### Dataset records

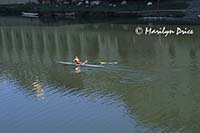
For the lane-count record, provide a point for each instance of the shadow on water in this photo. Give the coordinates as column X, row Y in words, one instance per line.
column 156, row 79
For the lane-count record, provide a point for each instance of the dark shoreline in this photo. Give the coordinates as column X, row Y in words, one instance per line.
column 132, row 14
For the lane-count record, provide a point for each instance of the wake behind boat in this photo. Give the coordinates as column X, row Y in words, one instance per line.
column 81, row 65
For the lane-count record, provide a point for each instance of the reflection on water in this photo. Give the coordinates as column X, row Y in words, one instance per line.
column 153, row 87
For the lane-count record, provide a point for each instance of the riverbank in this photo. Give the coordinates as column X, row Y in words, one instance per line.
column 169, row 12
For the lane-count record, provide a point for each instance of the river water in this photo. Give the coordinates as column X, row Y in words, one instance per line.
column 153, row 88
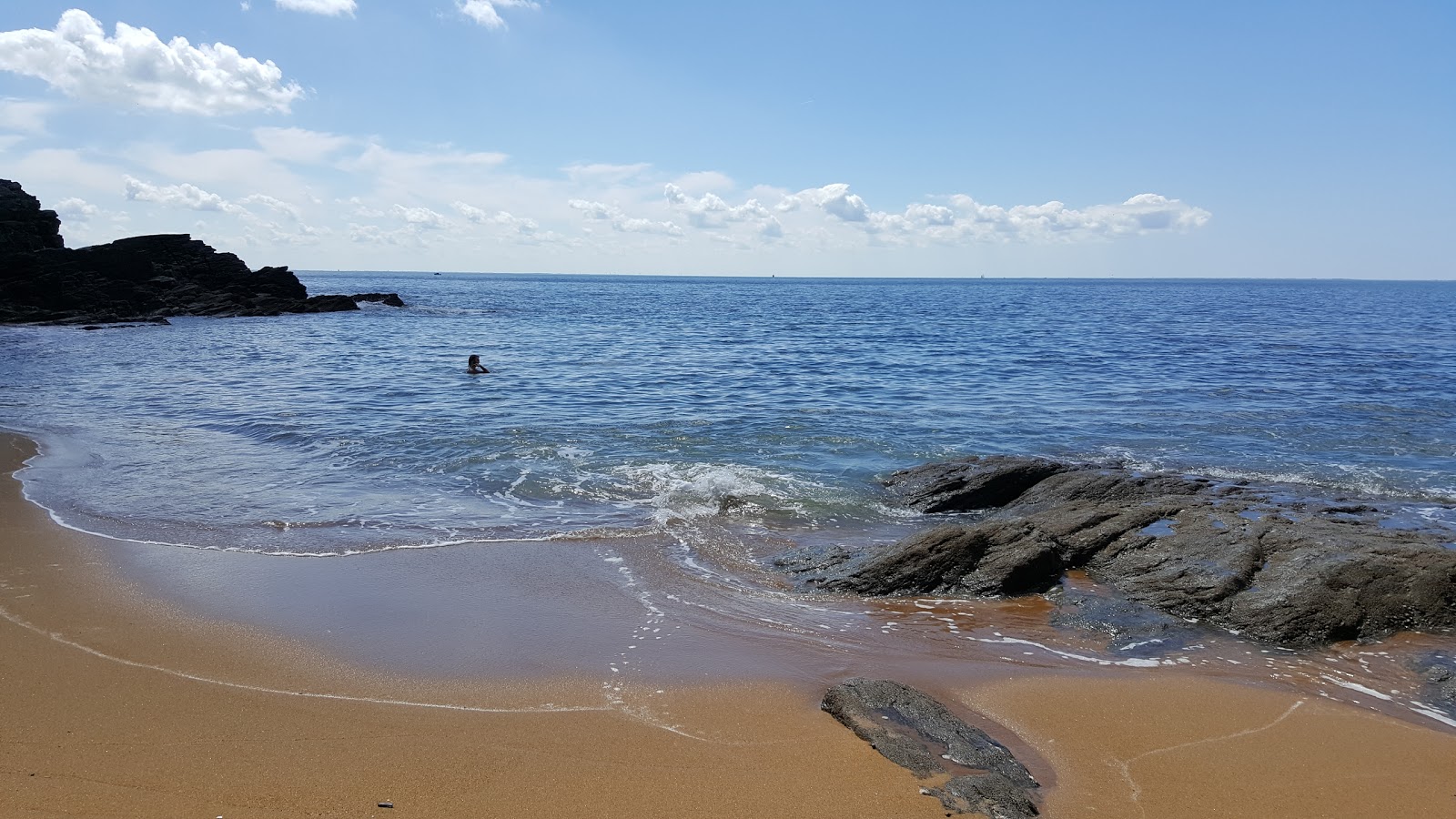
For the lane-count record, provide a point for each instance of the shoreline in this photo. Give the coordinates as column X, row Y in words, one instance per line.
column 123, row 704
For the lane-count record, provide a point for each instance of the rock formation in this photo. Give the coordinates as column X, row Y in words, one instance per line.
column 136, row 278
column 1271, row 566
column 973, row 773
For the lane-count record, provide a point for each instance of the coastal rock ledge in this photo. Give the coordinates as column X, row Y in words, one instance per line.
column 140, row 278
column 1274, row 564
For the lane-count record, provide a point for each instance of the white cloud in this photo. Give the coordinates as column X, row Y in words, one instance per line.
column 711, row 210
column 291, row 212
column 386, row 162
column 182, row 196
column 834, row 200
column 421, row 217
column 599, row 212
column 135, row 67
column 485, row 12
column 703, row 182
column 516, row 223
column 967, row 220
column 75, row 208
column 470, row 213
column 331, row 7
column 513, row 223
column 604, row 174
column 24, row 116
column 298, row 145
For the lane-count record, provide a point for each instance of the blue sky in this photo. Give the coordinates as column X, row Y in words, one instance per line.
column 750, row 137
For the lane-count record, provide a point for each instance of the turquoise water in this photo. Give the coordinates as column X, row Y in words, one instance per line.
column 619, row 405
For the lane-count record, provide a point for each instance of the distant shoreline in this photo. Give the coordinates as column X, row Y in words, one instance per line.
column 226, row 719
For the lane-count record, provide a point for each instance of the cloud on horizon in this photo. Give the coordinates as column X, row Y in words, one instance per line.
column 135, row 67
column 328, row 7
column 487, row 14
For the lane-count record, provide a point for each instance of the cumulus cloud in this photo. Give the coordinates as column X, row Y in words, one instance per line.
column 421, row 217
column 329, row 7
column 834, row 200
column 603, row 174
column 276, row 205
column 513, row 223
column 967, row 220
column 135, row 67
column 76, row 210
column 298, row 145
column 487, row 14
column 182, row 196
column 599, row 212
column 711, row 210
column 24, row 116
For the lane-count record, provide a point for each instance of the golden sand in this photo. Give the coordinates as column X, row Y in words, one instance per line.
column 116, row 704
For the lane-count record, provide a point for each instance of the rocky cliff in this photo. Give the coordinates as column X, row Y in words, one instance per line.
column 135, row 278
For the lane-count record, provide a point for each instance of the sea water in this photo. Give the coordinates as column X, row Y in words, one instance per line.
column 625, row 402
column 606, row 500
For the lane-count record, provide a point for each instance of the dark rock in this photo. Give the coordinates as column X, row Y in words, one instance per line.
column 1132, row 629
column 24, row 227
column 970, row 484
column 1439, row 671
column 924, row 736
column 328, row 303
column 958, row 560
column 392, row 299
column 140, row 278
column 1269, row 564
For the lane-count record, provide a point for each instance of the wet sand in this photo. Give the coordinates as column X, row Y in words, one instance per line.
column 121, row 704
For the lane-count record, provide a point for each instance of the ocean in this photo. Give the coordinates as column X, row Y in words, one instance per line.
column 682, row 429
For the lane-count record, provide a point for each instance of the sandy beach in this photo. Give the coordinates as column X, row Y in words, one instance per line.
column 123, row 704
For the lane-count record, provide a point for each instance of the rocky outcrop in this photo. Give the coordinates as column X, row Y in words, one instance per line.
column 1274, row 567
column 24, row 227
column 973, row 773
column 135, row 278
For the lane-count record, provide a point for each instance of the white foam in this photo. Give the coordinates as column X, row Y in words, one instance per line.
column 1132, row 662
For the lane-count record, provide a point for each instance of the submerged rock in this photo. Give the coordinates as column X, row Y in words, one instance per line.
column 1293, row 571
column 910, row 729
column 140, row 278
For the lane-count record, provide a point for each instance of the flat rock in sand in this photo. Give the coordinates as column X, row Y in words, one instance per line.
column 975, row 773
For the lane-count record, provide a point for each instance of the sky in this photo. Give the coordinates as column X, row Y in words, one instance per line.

######

### [Request]
Can you reproduce all the lines above with "lane-count record" replaced by "coastal survey" everywhere it occurs and everything else left unchanged? Leave the pictures out of your answer.

### [Answer to this problem]
For the coastal survey, provide a point for each instance of the shadow on water in this photo. Give the coordinates as column X, row Y in words, one instance per line.
column 156, row 79
For the coastal survey, provide a point for each instance of the dark shoreline in this photo. Give the coordinates as column X, row Y in words, one instance per line.
column 132, row 14
For the coastal survey, provide a point for each instance of the wake behind boat in this photo. Give the coordinates as column X, row Y in words, one instance per line.
column 81, row 65
For the coastal survey, provide a point for each instance of the reflection on water in this photo. Give the coordinates as column X, row Y in words, one instance per line.
column 153, row 87
For the coastal survey, provide a point for each instance of the riverbank in this photo. Give the coordinates as column X, row Y in words, one instance per line.
column 169, row 12
For the coastal survey, provide a point for each instance of the river water in this photo. Give the coordinates as column X, row Y in words, one instance per line.
column 153, row 88
For the coastal survey, provide a point for each instance of the shoreline in this photo. Give the coordinates as column X, row Y in words, one instance per line.
column 123, row 704
For the coastal survey, provide a point for each instance of the rock formation in this photo. Give the coordinates as column X, row Y in words, one instance per line.
column 136, row 278
column 1271, row 566
column 973, row 773
For the coastal survey, provide a point for each instance of the coastal rock ledge in this photo. Give the coordinates as column X, row Y in words, one instance per line.
column 140, row 278
column 1274, row 564
For the coastal survey, provide a point for each instance of the white cloud in this photo. Give the coordinates as column X, row Y in words, one instance per line.
column 711, row 210
column 291, row 212
column 386, row 162
column 182, row 196
column 834, row 200
column 421, row 217
column 599, row 212
column 135, row 67
column 485, row 12
column 703, row 182
column 516, row 223
column 967, row 220
column 75, row 208
column 470, row 213
column 331, row 7
column 513, row 223
column 604, row 174
column 24, row 116
column 298, row 145
For the coastal survey, provide a point for each instance of the blue sky in this photo. Give the coordinates as column X, row Y in words, one instance per line.
column 750, row 137
For the coastal survey, provide a point for each instance of the turquoise water in this photo. Give the coordinates as column X, row Y in words, one instance per line.
column 619, row 405
For the coastal survey, provide a point for each instance of the distant shoreline in this photo. Give the coordinates as column X, row Y in words, one instance per line.
column 226, row 719
For the coastal survey, provide a point for each instance of the cloud on horizon in this photo. Give the coordinates as column X, row Y in words, one instance per line.
column 135, row 67
column 328, row 7
column 487, row 14
For the coastal survey, provide a point for each instance of the cumulus cloud in this photo. Give the coordinates as column X, row Y in words, one instance per line.
column 421, row 217
column 329, row 7
column 834, row 200
column 603, row 174
column 276, row 205
column 513, row 223
column 967, row 220
column 135, row 67
column 76, row 210
column 298, row 145
column 487, row 14
column 182, row 196
column 599, row 212
column 711, row 210
column 24, row 116
For the coastal survey, provide a point for each instance of the golden sand in this photo. Give the coordinates as column X, row Y in words, one instance per line.
column 116, row 704
For the coastal survey, provide a point for each instance of the rocky cliff in this photo. Give the coordinates as column X, row Y in words, one instance per line.
column 135, row 278
For the coastal survey, provide a point for each instance of the sea water in this photo. Give the coordinates as column X, row Y in words, one instance per line.
column 625, row 402
column 606, row 500
For the coastal survey, provide a point for each instance of the dark rock in this photo. Give the coordinates as column X, row Y in words, one instance per line.
column 1132, row 629
column 24, row 227
column 970, row 484
column 1439, row 671
column 924, row 736
column 328, row 303
column 958, row 560
column 392, row 299
column 140, row 278
column 1269, row 564
For the coastal survey, provide a point for each instance of the wet sand in this photo. Give the coordinates as column X, row Y in words, one instance per line.
column 121, row 704
For the coastal survey, provide a point for each instance of the ocean in this photo. Give the coordinates as column X, row Y in words, one instance per line.
column 682, row 429
For the coastal survey, provide a point for each instance of the sandy beach in this photo. Give the coordinates as column X, row Y in words, one instance per line.
column 123, row 704
For the coastal survey, provide a point for each instance of the rocky outcrop in this photo. Give the coordinates as column X, row Y in words, one instance per line.
column 1274, row 567
column 24, row 227
column 973, row 773
column 135, row 278
For the coastal survey, provide a point for each instance of the white foam in this photo. Give the coordinates as column X, row Y in words, one instance per line.
column 1132, row 662
For the coastal survey, provide a point for each instance of the submerged rock in this photo. Give the coordinates as column X, row Y in words, one instance per line.
column 1293, row 571
column 910, row 729
column 140, row 278
For the coastal survey, provide a point for each instance of the flat rock in sand in this photo. Give the coordinates as column X, row Y in words, one instance per line.
column 975, row 773
For the coastal survey, provide a point for each instance of the sky in this photo. Give the coordinates as column X, row Y in words, one instance per line.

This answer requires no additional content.